Retype, word for word, every line of the records below starting at the one that contains "794V786L34 784L22 793L11" and ending at the one that contains "positive clicks: (1249, 594)"; include both of those lines and nothing more.
********************
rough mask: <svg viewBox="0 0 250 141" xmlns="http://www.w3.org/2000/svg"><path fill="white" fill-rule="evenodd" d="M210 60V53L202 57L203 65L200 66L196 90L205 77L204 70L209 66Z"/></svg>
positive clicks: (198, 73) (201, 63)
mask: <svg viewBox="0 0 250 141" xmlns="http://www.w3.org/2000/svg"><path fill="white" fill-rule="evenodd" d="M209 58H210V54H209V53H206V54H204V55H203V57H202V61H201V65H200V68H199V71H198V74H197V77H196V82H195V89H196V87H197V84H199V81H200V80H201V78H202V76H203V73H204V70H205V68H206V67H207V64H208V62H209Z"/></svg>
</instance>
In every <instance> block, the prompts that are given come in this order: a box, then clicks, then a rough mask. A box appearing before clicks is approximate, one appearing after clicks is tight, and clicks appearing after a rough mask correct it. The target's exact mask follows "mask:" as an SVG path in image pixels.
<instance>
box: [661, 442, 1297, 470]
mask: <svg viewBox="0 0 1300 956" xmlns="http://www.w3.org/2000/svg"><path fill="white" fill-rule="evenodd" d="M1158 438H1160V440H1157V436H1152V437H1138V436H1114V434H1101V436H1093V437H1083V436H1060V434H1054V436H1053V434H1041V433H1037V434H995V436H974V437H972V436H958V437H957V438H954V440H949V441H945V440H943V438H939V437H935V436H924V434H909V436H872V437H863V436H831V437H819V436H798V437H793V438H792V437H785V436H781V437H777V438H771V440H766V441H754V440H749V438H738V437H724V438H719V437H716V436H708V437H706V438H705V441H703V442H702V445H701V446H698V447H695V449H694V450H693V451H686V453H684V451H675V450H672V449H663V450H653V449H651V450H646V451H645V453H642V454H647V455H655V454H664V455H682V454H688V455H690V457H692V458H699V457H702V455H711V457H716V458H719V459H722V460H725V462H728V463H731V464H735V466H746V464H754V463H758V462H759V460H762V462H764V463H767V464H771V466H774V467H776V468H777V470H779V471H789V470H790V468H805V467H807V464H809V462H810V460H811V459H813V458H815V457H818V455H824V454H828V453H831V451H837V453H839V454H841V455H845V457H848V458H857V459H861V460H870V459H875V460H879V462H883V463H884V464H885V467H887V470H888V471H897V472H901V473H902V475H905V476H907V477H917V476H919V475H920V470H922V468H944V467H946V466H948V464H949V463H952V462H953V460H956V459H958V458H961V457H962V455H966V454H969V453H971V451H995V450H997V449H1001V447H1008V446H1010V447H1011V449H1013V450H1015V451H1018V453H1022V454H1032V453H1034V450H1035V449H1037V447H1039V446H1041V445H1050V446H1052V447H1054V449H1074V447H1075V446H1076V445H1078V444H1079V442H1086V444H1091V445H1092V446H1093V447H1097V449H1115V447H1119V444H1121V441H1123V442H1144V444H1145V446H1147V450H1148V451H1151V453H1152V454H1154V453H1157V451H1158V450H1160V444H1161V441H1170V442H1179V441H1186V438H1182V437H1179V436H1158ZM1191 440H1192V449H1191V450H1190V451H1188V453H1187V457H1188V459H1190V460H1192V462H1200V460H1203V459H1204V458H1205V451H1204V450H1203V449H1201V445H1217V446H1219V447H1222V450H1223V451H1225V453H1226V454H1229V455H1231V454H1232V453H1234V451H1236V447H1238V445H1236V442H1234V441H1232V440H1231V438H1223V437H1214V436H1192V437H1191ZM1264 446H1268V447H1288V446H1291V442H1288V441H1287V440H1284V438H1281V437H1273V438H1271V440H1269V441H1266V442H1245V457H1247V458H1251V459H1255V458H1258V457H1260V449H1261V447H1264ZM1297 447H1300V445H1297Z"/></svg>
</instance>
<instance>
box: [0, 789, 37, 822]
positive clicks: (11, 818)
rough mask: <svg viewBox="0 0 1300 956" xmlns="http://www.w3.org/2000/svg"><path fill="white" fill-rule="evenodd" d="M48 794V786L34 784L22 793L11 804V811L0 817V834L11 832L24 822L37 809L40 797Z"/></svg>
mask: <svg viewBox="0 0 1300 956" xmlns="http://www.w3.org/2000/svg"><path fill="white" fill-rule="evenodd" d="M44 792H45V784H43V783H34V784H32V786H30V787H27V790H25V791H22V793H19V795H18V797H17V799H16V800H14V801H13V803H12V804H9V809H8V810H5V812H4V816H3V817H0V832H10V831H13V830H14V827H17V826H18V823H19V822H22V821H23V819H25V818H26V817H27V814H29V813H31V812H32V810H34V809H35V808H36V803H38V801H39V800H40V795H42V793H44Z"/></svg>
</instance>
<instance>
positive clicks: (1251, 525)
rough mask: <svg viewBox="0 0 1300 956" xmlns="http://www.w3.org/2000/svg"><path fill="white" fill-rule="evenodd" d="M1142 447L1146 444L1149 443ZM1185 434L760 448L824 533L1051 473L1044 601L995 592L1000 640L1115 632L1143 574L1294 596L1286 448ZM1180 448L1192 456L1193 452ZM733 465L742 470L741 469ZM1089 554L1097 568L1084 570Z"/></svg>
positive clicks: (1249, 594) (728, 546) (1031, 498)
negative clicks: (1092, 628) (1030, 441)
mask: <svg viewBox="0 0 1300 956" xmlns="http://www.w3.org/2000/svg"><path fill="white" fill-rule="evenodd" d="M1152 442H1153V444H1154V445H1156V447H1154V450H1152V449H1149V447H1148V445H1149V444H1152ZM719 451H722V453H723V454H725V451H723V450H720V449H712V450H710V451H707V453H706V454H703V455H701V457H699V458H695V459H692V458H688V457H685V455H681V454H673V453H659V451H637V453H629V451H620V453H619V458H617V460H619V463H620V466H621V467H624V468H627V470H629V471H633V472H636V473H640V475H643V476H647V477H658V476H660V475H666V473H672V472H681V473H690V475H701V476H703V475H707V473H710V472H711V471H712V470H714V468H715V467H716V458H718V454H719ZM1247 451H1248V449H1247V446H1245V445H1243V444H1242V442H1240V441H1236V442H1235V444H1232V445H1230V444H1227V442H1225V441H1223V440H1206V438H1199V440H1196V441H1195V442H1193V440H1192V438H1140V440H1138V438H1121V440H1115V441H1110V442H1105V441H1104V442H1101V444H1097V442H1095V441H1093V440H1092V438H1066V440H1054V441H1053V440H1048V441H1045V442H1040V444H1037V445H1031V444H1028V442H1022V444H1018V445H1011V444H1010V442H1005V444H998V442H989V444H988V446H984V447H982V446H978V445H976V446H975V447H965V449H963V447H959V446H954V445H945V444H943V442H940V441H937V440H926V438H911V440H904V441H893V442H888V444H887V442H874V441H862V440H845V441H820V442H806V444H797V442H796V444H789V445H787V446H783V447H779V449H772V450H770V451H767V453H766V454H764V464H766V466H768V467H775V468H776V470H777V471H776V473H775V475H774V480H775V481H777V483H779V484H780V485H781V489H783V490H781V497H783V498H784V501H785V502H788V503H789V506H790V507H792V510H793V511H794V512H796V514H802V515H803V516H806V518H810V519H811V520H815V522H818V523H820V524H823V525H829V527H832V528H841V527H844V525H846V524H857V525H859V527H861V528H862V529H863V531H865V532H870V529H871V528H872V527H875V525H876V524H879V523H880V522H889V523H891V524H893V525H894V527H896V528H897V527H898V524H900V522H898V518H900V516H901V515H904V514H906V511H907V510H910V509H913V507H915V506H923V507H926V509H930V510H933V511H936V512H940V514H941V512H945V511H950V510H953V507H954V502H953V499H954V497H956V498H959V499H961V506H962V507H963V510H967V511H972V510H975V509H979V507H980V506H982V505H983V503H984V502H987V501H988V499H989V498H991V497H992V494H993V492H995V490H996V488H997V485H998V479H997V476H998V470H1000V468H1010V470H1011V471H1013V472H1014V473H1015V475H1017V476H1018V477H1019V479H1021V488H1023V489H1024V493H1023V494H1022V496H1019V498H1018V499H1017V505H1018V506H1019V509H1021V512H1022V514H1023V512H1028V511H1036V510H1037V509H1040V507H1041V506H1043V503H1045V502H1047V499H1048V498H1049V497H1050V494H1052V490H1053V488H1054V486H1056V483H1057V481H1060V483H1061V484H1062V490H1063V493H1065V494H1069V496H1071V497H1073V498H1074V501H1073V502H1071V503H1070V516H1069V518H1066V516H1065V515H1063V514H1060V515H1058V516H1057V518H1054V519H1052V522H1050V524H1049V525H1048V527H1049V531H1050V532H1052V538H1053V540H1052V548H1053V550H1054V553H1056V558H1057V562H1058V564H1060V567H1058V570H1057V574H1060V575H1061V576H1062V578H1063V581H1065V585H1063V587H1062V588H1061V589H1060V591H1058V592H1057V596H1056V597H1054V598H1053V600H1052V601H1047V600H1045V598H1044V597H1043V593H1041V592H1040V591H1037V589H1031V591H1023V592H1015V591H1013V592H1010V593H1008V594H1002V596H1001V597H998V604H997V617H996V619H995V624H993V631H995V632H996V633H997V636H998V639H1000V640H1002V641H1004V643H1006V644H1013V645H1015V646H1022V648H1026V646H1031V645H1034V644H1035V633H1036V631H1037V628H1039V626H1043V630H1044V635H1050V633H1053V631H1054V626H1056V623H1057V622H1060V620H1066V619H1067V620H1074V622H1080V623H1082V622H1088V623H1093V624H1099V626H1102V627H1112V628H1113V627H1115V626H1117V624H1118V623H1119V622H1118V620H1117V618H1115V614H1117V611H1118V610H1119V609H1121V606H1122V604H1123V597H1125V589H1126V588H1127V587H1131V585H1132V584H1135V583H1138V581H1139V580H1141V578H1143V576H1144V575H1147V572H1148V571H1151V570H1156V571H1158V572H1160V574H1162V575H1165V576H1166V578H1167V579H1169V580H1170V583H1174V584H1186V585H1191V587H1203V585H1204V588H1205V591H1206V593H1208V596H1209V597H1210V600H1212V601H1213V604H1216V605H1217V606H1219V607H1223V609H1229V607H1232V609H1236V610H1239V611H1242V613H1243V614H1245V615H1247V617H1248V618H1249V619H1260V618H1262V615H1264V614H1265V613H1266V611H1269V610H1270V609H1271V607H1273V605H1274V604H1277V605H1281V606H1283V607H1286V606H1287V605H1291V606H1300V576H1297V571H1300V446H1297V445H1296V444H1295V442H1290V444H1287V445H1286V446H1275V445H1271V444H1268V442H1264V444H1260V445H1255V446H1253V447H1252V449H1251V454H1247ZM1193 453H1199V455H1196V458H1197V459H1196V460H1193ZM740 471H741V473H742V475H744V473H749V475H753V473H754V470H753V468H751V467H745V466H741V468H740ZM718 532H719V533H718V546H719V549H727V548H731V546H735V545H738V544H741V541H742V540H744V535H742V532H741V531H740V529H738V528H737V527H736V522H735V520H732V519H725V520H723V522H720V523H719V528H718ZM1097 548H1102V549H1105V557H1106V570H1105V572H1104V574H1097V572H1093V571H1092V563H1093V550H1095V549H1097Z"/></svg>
********************
Completed exercise -
rough mask: <svg viewBox="0 0 1300 956" xmlns="http://www.w3.org/2000/svg"><path fill="white" fill-rule="evenodd" d="M48 794V786L34 784L22 793L11 804V811L0 817V834L11 832L24 822L37 809L40 797Z"/></svg>
mask: <svg viewBox="0 0 1300 956" xmlns="http://www.w3.org/2000/svg"><path fill="white" fill-rule="evenodd" d="M44 792H45V784H43V783H34V784H32V786H30V787H27V790H25V791H22V793H19V795H18V797H17V799H16V800H14V801H13V803H12V804H9V809H8V810H5V812H4V816H3V817H0V832H10V831H13V830H14V827H17V826H18V823H19V822H22V821H23V819H25V818H26V817H27V814H29V813H31V812H32V810H34V809H35V808H36V803H38V801H39V800H40V795H42V793H44Z"/></svg>
</instance>
<instance>
positive clicks: (1251, 525)
rough mask: <svg viewBox="0 0 1300 956" xmlns="http://www.w3.org/2000/svg"><path fill="white" fill-rule="evenodd" d="M1142 447L1146 444L1149 443ZM1185 434L760 448L824 533L1051 473L1044 601L995 592L1000 640L1115 632L1143 574L1294 596L1286 448ZM1180 448L1192 456L1193 452ZM733 465L742 470L741 469ZM1089 554L1097 568L1084 570Z"/></svg>
positive clicks: (1249, 594) (728, 546) (1031, 498)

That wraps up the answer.